▶ Exercise requirements
Return all the entries below exactly as they were given.

═══ Recorded data ═══

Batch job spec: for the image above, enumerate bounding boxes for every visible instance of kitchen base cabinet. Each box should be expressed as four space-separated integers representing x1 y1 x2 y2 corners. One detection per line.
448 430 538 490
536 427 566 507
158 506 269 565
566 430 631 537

═══

▶ Task solution
Batch job spec: for the image above, enumerate bounding boxes for every visible instance of kitchen base cabinet. Each box should be expressed as four space-separated integers representing x1 y1 x2 y2 corners. One detection per line.
448 430 538 490
536 427 566 507
158 506 269 565
566 430 631 537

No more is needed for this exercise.